(Exercise task 1) From the essay on Middle Ages literature, reproduce the stretch from "Due to the work" through "Calvin, and Leonardo." word for word.
(Exercise task 2) Using the essay on Middle Ages literature, decide whether each statement agrees with it. Answer yes or no and quote the deciding words. (a) Dante was expelled from Florence in 1302. (b) The Divine Comedy is written in Latin prose. (c) Europeans had been cut off from their classical cultural heritage for almost eight centuries.
(Exercise task 3) According to the essay on Middle Ages literature, which three realms does the poet travel through in the Divine Comedy?

(Reading text)

StudyBoss » Middle Ages Literature

Middle Ages Literature

Due to the work of Byzantine and Islamic scholars, ancient Greek science and scholarship found their way into the West. Europeans had been separated from their classical cultural heritage for almost eight centuries. No other world civilization had experienced such a disjunction from its cultural past. There were many events in history prior to this that led to the unfolding of this classic revival. Between 1300 and 1500, education had become far more accessible, their was the birth of humanism, and the invention of the printing press. Many prominent men influenced this time: Dante, Chaucer, Erasmus, Calvin, and Leonardo.

The later Middle Ages were thus a period of growth and creativity leading into the renaissance. One of the greatest works of the Middle Ages literature is Dante’s Divine Comedy. Despite his engagement in political affairs and the fact that he was a layman, he managed to acquire an awesome mastery of the religious, philosophic, and literary knowledge of his time. In 1302, Dante was expelled from Florence after a political upheaval and was forced to live the rest of his life in exile. Dante’s Divine Comedy is a monumental narrative in powerful rhyming Italian verse, which describes the poet’s journey through hell, purgatory, and paradise.

Historically Dante summed up the best of learning in the Middle Ages in such an artistically manner. Dante stressed the precedence of salvation, but he viewed the earth as existing for human benefit. He allowed humans free will to choose well and avoid evil, and accepted Greek philosophy as authoritative in its own sphere. Dante’s sense of hope and his ultimate faith in humanity, was the most powerful expressed the dominant mood of the High Middle Ages. Chaucer was a founding father of England’s mighty literary tradition and one of the four or five greatest contributors to it.

(Material)

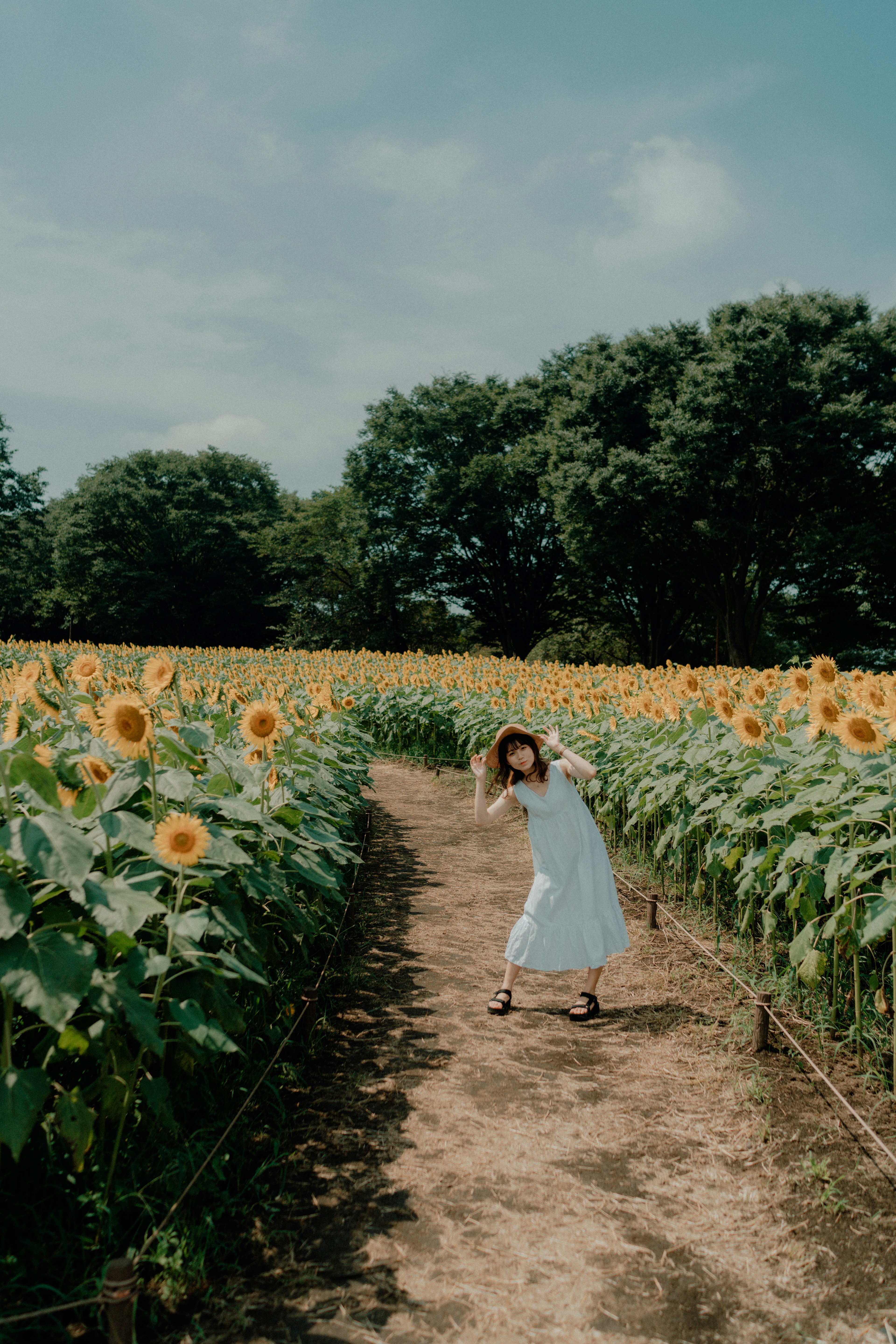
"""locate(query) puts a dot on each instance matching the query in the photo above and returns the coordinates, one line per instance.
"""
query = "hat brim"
(492, 755)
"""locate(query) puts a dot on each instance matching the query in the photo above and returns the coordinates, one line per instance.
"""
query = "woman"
(571, 917)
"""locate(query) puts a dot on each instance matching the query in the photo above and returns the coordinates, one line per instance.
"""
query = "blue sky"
(241, 222)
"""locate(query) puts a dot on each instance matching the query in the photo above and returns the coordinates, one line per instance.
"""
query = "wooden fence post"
(119, 1296)
(761, 1023)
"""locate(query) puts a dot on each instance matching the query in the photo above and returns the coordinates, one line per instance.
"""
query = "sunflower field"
(174, 865)
(181, 830)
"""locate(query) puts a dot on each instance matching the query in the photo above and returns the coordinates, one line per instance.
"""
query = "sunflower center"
(131, 726)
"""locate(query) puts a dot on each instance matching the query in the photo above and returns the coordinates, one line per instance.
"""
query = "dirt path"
(484, 1179)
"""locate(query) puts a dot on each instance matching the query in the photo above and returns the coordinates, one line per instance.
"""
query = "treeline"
(706, 495)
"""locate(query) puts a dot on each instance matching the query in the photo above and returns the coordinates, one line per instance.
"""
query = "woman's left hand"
(553, 740)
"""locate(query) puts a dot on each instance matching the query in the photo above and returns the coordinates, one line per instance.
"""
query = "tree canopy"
(691, 492)
(158, 547)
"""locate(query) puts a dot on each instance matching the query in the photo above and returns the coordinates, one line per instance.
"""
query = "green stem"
(130, 1093)
(6, 1057)
(181, 703)
(156, 998)
(6, 790)
(155, 796)
(892, 873)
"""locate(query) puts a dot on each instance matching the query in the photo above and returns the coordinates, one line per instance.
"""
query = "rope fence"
(119, 1292)
(762, 1003)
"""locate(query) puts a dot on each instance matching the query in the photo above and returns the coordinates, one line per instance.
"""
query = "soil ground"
(463, 1178)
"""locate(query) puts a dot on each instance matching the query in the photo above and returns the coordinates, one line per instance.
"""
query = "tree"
(781, 436)
(26, 572)
(621, 526)
(452, 483)
(158, 549)
(335, 596)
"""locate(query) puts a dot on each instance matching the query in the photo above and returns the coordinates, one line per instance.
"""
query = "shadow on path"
(347, 1120)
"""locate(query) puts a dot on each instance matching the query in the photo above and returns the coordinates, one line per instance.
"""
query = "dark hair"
(506, 775)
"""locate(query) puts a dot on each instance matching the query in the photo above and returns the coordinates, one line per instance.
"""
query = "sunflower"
(859, 734)
(688, 683)
(158, 675)
(750, 729)
(85, 667)
(261, 724)
(127, 725)
(797, 682)
(756, 693)
(96, 771)
(182, 839)
(11, 724)
(29, 675)
(824, 670)
(872, 697)
(824, 713)
(724, 709)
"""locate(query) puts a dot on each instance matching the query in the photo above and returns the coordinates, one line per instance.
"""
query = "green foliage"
(142, 998)
(452, 480)
(710, 478)
(159, 547)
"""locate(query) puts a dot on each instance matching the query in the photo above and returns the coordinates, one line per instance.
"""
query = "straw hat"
(492, 756)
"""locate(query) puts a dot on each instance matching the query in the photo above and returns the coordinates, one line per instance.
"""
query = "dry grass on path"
(469, 1178)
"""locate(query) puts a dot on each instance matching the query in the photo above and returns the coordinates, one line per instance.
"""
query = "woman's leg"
(511, 972)
(581, 1006)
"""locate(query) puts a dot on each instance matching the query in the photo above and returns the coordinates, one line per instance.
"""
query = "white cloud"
(422, 174)
(676, 201)
(792, 287)
(236, 433)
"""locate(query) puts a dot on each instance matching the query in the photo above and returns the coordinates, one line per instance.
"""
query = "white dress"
(571, 918)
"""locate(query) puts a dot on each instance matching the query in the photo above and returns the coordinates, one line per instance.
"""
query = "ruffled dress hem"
(561, 947)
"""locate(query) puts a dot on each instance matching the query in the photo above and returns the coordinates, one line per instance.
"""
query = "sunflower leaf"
(25, 769)
(22, 1096)
(15, 905)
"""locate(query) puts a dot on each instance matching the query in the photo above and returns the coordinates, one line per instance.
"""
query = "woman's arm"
(486, 815)
(577, 765)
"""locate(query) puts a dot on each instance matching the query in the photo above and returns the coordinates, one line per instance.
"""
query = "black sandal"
(593, 1009)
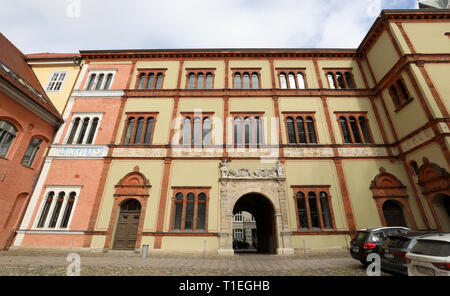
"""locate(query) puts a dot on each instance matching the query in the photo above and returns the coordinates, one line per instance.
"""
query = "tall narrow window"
(200, 81)
(83, 130)
(283, 81)
(91, 81)
(68, 210)
(255, 81)
(99, 81)
(31, 151)
(187, 131)
(291, 130)
(46, 209)
(7, 134)
(129, 130)
(209, 79)
(206, 131)
(345, 130)
(292, 83)
(159, 78)
(56, 210)
(149, 130)
(139, 129)
(237, 80)
(301, 81)
(311, 130)
(191, 82)
(301, 130)
(246, 81)
(108, 82)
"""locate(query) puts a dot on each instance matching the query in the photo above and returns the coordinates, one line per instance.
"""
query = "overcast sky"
(73, 25)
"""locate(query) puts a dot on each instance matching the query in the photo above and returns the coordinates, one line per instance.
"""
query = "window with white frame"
(83, 128)
(57, 207)
(56, 81)
(100, 80)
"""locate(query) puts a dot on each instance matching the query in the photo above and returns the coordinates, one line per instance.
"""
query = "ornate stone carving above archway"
(270, 183)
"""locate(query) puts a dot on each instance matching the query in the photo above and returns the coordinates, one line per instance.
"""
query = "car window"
(432, 248)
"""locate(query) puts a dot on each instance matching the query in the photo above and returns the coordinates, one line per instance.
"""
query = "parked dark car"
(368, 241)
(393, 251)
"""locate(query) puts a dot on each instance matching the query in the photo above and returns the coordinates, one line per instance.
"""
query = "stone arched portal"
(267, 183)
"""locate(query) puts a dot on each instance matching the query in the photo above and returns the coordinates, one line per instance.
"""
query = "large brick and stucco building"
(162, 147)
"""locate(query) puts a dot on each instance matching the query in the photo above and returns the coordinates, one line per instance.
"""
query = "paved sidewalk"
(180, 265)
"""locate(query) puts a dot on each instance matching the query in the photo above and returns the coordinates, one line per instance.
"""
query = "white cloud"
(44, 26)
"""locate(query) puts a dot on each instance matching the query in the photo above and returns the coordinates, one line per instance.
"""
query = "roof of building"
(15, 70)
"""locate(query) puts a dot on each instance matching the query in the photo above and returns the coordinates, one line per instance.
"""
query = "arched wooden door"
(393, 214)
(127, 225)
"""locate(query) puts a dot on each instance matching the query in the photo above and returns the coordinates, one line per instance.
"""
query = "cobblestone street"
(131, 264)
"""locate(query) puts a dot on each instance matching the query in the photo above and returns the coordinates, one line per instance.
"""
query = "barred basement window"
(57, 208)
(31, 152)
(300, 128)
(7, 135)
(56, 81)
(313, 205)
(355, 128)
(189, 208)
(84, 128)
(139, 128)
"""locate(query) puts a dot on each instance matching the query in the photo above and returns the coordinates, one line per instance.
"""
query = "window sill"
(400, 107)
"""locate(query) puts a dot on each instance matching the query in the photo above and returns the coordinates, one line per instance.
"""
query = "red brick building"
(28, 122)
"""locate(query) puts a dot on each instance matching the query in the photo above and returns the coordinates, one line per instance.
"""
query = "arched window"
(7, 134)
(191, 81)
(197, 136)
(237, 80)
(159, 78)
(349, 79)
(209, 78)
(68, 210)
(56, 210)
(345, 130)
(75, 125)
(292, 83)
(149, 130)
(291, 130)
(139, 128)
(200, 80)
(355, 130)
(83, 130)
(92, 131)
(31, 151)
(99, 81)
(238, 131)
(46, 209)
(142, 79)
(91, 82)
(129, 130)
(301, 81)
(108, 82)
(301, 130)
(246, 81)
(331, 81)
(311, 130)
(364, 129)
(340, 80)
(255, 81)
(187, 131)
(206, 131)
(283, 81)
(248, 130)
(301, 208)
(151, 79)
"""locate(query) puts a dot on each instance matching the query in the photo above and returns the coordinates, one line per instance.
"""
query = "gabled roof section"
(15, 70)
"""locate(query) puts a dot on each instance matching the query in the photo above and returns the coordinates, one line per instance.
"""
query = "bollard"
(144, 252)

(Reply 1)
Due to the work of Byzantine and Islamic scholars, ancient Greek science and scholarship found their way into the West. Europeans had been separated from their classical cultural heritage for almost eight centuries. No other world civilization had experienced such a disjunction from its cultural past. There were many events in history prior to this that led to the unfolding of this classic revival. Between 1300 and 1500, education had become far more accessible, their was the birth of humanism, and the invention of the printing press. Many prominent men influenced this time: Dante, Chaucer, Erasmus, Calvin, and Leonardo.

(Reply 2)
(a) Yes: "In 1302, Dante was expelled from Florence after a political upheaval"
(b) No: "a monumental narrative in powerful rhyming Italian verse"
(c) Yes: "Europeans had been separated from their classical cultural heritage for almost eight centuries."

(Reply 3) Hell, purgatory, and paradise.